In the listing below, print exactly the lines from the first through the one that contains "Task: tag every instance of the blue".
=-=-=-=-=
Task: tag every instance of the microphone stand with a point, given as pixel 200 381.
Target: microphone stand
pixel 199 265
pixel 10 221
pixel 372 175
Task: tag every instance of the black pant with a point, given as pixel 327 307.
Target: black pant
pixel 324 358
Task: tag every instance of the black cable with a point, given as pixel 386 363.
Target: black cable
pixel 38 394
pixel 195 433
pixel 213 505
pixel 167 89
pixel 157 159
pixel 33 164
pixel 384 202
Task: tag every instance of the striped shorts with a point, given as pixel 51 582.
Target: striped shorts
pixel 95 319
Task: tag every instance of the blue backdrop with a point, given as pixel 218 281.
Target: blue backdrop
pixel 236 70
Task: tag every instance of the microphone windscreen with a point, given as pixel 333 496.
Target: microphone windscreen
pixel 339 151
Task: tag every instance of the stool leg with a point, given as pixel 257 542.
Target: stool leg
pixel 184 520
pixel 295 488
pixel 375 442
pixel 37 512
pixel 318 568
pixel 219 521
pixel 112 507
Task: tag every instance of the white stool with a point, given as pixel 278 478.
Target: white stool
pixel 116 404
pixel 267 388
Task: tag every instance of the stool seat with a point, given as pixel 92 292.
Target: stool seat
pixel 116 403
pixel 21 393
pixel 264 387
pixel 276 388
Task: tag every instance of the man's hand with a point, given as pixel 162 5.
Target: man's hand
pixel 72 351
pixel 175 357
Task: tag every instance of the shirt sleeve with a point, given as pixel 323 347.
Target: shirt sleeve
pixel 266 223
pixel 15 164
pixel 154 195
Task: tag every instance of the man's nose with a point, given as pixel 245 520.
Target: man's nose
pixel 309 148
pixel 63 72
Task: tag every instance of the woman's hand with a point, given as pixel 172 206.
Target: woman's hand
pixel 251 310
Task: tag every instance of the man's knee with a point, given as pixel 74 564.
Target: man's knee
=-=-=-=-=
== Solution for this task ==
Task: tag every instance of the microphone stand with a point, given as pixel 200 381.
Target: microphone stand
pixel 199 265
pixel 10 221
pixel 372 175
Task: tag every instance of the black pant with a point, given as pixel 327 307.
Target: black pant
pixel 324 358
Task: tag every instance of the black cable with a point, given as pixel 386 363.
Target: black cable
pixel 38 394
pixel 195 433
pixel 213 505
pixel 167 89
pixel 157 159
pixel 33 164
pixel 384 202
Task: tag every instance of the striped shorts with a point, given as pixel 51 582.
Target: striped shorts
pixel 95 319
Task: tag every instance of the blue backdrop with a point, given as pixel 218 281.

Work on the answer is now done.